Excerpts from a detection dataset:
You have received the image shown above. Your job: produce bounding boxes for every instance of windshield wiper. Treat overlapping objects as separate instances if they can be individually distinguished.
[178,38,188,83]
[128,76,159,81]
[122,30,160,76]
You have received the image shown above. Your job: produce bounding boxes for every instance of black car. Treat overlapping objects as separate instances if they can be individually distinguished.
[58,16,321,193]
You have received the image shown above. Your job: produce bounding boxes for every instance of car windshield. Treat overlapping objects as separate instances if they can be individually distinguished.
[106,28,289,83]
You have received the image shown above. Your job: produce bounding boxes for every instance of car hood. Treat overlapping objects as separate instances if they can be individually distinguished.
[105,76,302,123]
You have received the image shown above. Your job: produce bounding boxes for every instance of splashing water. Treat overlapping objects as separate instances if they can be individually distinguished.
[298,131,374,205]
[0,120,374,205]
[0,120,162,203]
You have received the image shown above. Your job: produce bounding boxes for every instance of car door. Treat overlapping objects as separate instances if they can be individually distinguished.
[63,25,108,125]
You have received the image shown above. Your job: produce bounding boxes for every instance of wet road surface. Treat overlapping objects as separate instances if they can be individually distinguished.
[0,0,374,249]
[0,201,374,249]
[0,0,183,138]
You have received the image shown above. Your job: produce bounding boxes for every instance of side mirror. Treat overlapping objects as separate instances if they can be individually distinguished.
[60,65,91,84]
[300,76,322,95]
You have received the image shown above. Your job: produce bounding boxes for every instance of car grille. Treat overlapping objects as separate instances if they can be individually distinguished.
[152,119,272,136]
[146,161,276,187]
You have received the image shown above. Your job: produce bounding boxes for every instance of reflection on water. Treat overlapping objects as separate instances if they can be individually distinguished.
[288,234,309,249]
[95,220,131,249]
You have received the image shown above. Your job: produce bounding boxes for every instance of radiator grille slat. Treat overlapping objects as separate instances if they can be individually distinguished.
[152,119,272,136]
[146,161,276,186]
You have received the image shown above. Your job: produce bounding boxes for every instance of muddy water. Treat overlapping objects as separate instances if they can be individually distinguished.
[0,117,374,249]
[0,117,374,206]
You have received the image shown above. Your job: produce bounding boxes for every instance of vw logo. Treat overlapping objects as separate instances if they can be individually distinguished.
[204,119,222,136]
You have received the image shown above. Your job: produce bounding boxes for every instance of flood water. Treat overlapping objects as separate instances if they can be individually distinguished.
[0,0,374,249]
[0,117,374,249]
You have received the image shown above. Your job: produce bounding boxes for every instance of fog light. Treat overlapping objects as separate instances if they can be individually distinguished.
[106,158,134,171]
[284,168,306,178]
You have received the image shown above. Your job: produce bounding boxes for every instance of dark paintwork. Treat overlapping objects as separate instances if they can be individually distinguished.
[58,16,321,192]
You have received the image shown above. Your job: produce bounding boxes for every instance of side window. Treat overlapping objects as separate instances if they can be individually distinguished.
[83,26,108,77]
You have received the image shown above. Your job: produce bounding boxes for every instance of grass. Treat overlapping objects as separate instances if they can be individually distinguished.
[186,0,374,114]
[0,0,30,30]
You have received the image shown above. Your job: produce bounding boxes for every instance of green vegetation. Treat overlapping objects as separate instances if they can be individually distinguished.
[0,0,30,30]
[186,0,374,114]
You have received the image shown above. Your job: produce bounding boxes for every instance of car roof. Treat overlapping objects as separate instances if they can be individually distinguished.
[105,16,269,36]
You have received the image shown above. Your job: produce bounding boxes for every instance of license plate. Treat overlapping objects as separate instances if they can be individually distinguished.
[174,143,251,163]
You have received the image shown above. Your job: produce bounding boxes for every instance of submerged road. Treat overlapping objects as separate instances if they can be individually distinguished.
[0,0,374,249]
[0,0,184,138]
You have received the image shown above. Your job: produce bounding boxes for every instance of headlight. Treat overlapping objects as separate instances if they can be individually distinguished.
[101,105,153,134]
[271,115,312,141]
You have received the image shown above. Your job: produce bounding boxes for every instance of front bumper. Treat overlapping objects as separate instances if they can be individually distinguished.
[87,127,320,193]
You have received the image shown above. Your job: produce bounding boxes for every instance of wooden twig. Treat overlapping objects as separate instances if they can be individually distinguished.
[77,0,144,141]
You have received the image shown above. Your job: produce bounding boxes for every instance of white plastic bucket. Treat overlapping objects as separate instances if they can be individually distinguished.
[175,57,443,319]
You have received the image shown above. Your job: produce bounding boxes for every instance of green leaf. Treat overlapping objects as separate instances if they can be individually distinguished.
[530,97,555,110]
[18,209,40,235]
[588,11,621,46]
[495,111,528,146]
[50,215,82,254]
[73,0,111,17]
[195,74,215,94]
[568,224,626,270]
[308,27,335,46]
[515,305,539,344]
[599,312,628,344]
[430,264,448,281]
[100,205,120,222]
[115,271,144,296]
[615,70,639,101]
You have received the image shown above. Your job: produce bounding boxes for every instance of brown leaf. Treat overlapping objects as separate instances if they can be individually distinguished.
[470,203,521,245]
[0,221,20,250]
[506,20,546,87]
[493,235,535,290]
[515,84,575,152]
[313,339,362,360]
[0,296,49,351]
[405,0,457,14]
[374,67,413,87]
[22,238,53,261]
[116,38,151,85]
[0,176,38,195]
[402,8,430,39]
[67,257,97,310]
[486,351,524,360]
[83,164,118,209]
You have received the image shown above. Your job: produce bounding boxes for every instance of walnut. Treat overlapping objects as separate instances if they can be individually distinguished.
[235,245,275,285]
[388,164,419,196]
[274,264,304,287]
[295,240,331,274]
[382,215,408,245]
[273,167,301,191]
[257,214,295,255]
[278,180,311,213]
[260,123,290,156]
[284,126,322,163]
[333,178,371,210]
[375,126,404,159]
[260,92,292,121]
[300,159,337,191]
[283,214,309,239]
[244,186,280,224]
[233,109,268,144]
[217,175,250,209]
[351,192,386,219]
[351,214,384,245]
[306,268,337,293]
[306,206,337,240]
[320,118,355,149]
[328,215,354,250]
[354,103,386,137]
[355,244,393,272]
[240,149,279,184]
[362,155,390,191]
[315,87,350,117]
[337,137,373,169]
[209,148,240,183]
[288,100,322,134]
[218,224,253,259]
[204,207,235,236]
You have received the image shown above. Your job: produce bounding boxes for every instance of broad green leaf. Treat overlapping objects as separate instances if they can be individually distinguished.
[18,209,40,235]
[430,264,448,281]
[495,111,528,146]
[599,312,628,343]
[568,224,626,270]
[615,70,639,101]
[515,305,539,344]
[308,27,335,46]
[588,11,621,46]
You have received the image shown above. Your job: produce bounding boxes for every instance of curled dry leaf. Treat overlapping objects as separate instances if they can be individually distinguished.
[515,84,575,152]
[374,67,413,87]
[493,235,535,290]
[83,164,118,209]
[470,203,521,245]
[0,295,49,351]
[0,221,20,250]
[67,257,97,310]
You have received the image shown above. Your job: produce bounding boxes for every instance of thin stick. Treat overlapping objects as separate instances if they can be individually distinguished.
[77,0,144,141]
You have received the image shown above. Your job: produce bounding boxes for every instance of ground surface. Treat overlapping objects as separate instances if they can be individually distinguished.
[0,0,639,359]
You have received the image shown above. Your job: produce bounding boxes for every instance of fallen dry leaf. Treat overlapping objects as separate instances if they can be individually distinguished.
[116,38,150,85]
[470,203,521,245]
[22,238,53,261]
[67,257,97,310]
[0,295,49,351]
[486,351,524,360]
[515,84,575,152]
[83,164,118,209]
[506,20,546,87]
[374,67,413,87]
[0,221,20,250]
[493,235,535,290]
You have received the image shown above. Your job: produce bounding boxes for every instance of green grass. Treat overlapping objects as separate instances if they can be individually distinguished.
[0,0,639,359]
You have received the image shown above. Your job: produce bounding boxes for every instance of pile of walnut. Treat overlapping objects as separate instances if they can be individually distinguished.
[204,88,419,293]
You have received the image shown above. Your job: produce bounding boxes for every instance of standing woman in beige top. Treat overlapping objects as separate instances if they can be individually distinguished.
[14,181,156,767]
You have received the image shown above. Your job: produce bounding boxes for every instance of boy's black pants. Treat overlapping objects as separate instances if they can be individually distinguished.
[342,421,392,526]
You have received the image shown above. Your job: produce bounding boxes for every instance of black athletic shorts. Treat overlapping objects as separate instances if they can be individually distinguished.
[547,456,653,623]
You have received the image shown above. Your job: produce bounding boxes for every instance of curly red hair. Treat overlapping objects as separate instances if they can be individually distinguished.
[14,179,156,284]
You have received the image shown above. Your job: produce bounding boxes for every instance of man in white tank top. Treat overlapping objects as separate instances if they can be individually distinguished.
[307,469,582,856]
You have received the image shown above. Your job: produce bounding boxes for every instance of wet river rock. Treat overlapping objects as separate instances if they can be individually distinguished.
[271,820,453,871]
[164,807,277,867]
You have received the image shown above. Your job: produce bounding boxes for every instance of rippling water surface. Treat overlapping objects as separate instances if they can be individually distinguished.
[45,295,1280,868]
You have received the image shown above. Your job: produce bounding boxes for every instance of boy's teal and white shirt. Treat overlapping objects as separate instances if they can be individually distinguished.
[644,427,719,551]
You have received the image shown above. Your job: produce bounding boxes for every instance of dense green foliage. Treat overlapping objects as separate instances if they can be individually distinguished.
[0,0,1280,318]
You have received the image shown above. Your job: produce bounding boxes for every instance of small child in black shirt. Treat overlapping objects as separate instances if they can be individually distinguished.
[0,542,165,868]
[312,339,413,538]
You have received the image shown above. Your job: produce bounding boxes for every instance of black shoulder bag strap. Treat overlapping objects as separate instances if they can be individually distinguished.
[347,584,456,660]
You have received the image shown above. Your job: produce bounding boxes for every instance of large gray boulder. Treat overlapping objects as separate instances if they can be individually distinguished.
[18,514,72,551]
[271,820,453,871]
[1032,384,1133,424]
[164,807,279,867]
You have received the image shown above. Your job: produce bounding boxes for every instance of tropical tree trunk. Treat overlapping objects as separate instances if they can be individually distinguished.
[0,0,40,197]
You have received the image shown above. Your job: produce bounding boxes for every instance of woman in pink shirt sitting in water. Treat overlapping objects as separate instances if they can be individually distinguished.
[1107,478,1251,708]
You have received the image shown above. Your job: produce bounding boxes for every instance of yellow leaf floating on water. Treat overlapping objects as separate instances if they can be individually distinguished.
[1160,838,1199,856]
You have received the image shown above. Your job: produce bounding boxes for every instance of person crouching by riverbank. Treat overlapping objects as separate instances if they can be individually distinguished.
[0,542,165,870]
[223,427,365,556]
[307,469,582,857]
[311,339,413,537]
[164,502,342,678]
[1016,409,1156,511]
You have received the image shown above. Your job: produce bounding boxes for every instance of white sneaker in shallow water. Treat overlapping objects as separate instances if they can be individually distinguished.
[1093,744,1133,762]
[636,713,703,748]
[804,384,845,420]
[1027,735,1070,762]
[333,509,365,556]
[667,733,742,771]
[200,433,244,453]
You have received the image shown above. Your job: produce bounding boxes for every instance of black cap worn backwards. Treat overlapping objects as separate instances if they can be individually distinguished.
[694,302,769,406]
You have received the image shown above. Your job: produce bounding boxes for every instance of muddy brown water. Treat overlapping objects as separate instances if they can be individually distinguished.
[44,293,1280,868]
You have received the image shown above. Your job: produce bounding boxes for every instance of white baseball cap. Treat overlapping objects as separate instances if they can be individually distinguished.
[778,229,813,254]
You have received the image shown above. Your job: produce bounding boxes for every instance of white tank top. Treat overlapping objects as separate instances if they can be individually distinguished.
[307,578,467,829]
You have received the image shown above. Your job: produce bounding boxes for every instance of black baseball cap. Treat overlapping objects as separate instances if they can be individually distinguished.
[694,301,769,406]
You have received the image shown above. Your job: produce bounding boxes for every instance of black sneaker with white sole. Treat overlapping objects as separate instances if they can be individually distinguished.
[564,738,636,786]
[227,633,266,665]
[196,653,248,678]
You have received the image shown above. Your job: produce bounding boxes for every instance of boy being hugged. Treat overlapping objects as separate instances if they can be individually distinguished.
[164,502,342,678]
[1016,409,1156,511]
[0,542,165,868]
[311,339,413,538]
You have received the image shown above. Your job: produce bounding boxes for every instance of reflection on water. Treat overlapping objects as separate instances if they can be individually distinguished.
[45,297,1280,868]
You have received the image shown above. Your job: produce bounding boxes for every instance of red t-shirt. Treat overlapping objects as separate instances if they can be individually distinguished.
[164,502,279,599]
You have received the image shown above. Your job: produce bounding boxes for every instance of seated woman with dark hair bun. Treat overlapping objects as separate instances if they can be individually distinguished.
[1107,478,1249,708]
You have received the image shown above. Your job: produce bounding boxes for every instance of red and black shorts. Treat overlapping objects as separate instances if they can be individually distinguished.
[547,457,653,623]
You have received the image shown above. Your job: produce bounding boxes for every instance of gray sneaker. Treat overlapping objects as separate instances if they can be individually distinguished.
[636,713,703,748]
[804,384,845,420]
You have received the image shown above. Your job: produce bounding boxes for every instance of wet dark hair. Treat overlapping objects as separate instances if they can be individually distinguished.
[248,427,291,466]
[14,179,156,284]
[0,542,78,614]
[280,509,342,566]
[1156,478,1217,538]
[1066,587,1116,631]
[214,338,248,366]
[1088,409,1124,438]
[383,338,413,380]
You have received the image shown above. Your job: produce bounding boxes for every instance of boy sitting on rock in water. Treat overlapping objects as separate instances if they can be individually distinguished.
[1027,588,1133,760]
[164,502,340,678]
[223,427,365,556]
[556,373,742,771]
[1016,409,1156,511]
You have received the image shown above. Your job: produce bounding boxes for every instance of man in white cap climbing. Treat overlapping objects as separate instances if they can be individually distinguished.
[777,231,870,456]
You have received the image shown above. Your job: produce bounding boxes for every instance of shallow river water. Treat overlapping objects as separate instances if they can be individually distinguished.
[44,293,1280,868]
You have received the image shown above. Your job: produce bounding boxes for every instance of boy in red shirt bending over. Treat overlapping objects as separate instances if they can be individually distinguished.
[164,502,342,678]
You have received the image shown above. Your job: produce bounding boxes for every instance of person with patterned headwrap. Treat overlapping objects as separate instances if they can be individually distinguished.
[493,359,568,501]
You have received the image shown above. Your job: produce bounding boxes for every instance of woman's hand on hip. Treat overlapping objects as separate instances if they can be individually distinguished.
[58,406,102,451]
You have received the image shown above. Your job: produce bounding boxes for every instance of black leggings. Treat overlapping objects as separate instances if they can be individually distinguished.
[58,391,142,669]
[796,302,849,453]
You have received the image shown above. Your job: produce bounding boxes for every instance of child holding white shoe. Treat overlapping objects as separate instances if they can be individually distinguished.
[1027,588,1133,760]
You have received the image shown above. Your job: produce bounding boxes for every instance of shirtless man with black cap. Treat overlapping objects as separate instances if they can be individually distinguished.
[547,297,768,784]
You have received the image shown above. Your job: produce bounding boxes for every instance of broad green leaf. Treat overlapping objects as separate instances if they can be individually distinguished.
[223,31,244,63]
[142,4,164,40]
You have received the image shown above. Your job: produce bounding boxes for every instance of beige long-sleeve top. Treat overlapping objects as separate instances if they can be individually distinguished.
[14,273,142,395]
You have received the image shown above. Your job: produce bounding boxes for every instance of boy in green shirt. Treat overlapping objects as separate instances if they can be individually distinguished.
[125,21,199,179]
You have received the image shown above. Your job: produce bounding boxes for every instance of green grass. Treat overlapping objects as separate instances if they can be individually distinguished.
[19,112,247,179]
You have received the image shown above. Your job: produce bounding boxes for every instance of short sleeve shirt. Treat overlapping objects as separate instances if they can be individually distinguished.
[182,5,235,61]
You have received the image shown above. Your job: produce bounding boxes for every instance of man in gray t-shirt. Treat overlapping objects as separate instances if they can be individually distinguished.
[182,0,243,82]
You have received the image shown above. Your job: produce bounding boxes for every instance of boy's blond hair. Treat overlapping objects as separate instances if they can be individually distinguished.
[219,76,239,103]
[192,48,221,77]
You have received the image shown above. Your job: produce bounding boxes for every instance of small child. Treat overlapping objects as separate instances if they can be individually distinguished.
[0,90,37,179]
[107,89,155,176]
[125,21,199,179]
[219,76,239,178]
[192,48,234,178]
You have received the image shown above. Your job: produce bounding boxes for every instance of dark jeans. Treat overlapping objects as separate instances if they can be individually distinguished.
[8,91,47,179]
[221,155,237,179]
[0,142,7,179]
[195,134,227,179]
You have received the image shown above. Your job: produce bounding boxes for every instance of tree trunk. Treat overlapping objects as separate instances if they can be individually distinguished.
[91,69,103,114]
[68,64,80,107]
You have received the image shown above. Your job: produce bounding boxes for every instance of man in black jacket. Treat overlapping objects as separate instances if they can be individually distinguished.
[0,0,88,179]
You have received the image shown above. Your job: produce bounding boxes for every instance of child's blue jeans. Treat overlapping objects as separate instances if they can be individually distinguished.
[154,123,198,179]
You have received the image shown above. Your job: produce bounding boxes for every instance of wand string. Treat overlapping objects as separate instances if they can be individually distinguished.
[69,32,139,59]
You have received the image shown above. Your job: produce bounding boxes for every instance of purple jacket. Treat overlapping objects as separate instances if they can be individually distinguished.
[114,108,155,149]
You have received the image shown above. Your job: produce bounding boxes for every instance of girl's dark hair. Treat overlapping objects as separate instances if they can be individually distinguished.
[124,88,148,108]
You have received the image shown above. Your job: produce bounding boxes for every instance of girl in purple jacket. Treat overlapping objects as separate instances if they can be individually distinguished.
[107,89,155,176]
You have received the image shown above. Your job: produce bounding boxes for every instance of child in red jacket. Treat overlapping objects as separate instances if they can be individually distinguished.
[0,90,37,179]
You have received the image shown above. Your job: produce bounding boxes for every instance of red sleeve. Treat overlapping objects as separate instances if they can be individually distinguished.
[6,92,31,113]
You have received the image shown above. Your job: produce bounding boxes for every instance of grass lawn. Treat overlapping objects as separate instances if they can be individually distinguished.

▸ **Stated task**: Extract each line of the items above that contains the word "small".

▸ **Completed exercise**:
You have received the image shown above. Your job: produce bounding boxes for every instance of small child in black shirt. Treat overlapping objects as separate instances if they can be individually distinguished.
You have received the image shown above. Your job: produce bounding boxes for every instance of small child. Treat overlapping objects as separate instances if they can be individually distinguished.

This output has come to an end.